Testo fornito ::
┌──
Secondo gli analisti di settore, però, con il suo annuncio il Premier avrebbe destabilizzato il settore. In pratica, le stesse aziende britanniche che si erano attivate per reperire investitori in un mercato relativamente piccolo, come quello derivante dalla Brexit, saranno ora costrette a convivere con una situazione di incertezza a livello di investimenti.
Occorre peraltro sottolineare come l’annuncio sul divieto di vendere auto termiche sull’isola, a partire dal 2030, con cinque anni di anticipo sull’UE, fosse stato pubblicizzato in pompa magna da Boris Johnson. L’allora primo ministro, infatti, lo aveva indicato come un grimaldello per affermare la leadership britannica sulla mobilità sostenibile. A molti è tornato in mente lo scontro tra i due personaggi politici conservatori, nel momento dell’annuncio di Sunak.
Auto elettriche e Gran Bretagna: cosa potrebbe accadere ora
A smentire la tesi di Sunak, è stato Philip Nothard, responsabile di insight e strategia per il Regno Unito all’interno di Cox Automotive. Secondo lui, infatti, la situazione era già stata caratterizzata da una pericolosa miscela con la politica. Tanto da dichiarare: “Avremmo dovuto essere al 2035 fin dal primo giorno, ma la situazione si è spostata perché è diventata parte di un dibattito politico. La tempistica invia il messaggio che le cose possono cambiare ancora, rendendo difficile per le aziende gestire le proprie strategie di investimento.”
Peraltro, la flessibilità invocata ora da Sunak era già parte integrante della scadenza originariamente fissata al 2030. La proposta originale del governo, infatti, prevedeva che le auto elettriche vendute entro il 2030 dovessero attestarsi all’80% delle vendite complessive. Mentre gli ibridi a basse emissioni sarebbero tollerati sino al 2035.
In base al nuovo piano, che potrebbe essere ufficializzato già nel corso di questa settimana, dovrebbe restare l’obiettivo di avere l’80% di veicoli elettrici entro il 2030, con il restante 20% che sarebbe costituito da un mix cui concorrerebbero modelli a combustibili fossili e ibridi fino al 2035.
└──
Esercizio scritto :: Riproduci senza modifiche il passo del testo sulle auto elettriche in Gran Bretagna compreso tra "Peraltro, la flessibilità" e "sino al 2035.", estremi inclusi.

Dati forniti ::
┌──
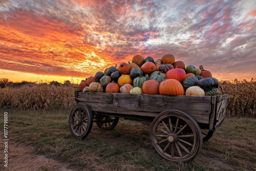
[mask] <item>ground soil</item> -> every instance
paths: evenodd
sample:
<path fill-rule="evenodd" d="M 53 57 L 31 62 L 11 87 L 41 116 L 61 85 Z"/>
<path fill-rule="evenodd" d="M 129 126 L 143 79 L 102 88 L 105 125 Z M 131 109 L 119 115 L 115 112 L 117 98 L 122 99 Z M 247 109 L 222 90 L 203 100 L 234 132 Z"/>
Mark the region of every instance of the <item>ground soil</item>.
<path fill-rule="evenodd" d="M 0 147 L 4 147 L 3 143 Z M 61 163 L 49 159 L 43 155 L 36 155 L 32 146 L 23 143 L 8 144 L 8 167 L 3 167 L 4 170 L 56 170 L 73 171 L 68 168 L 68 164 Z M 228 161 L 211 156 L 206 156 L 201 153 L 197 159 L 216 170 L 236 170 Z M 0 167 L 2 167 L 3 165 Z M 2 170 L 2 169 L 1 169 Z"/>

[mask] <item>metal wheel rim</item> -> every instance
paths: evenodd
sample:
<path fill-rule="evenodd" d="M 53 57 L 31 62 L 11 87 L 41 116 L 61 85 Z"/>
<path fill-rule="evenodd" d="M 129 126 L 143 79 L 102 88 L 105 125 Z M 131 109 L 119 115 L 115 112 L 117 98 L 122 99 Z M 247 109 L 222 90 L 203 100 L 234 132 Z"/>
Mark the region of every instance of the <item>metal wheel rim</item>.
<path fill-rule="evenodd" d="M 157 152 L 172 161 L 191 160 L 202 147 L 202 133 L 198 124 L 189 115 L 177 110 L 164 111 L 156 117 L 150 135 Z"/>
<path fill-rule="evenodd" d="M 87 105 L 78 104 L 74 107 L 69 118 L 72 134 L 76 138 L 85 138 L 92 129 L 92 112 Z"/>

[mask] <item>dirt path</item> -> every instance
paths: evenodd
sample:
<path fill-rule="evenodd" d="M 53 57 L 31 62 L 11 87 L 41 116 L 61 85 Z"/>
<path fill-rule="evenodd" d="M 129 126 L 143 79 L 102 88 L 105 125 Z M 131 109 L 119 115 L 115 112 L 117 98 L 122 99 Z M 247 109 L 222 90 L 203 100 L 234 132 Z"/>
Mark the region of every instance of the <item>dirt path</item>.
<path fill-rule="evenodd" d="M 1 143 L 0 148 L 4 149 L 3 143 Z M 1 156 L 4 156 L 3 153 L 3 151 L 1 150 Z M 9 144 L 8 155 L 8 167 L 4 166 L 4 163 L 2 163 L 3 159 L 1 159 L 1 170 L 73 171 L 67 168 L 67 164 L 35 154 L 35 149 L 32 146 L 26 146 L 22 143 Z M 3 170 L 2 168 L 4 168 Z"/>

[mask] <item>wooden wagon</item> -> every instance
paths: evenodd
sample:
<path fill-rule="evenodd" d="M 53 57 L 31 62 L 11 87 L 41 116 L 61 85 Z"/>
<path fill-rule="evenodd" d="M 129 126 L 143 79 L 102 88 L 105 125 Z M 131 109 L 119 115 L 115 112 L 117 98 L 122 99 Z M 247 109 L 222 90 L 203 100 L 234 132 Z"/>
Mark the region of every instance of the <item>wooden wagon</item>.
<path fill-rule="evenodd" d="M 119 118 L 151 124 L 150 138 L 163 158 L 191 161 L 221 124 L 228 95 L 163 96 L 75 91 L 76 105 L 69 117 L 72 135 L 84 138 L 93 123 L 112 130 Z"/>

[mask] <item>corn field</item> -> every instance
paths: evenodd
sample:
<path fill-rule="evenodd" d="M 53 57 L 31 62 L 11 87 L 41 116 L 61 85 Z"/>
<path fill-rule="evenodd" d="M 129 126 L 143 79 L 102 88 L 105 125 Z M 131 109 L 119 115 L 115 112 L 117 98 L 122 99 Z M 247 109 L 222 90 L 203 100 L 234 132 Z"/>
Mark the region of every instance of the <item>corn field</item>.
<path fill-rule="evenodd" d="M 222 93 L 229 94 L 227 115 L 256 117 L 256 81 L 224 81 L 220 82 Z M 75 104 L 75 88 L 48 84 L 25 85 L 0 89 L 0 108 L 17 110 L 71 110 Z"/>

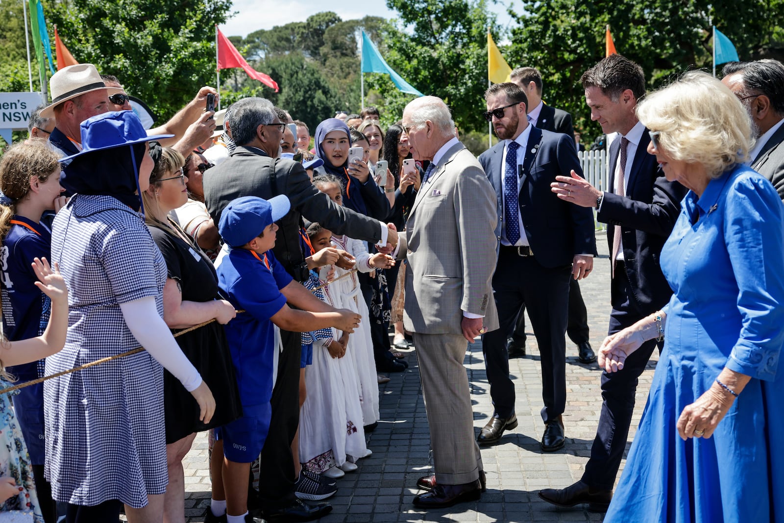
└──
Risposta all'esercizio ::
Peraltro, la flessibilità invocata ora da Sunak era già parte integrante della scadenza originariamente fissata al 2030. La proposta originale del governo, infatti, prevedeva che le auto elettriche vendute entro il 2030 dovessero attestarsi all’80% delle vendite complessive. Mentre gli ibridi a basse emissioni sarebbero tollerati sino al 2035.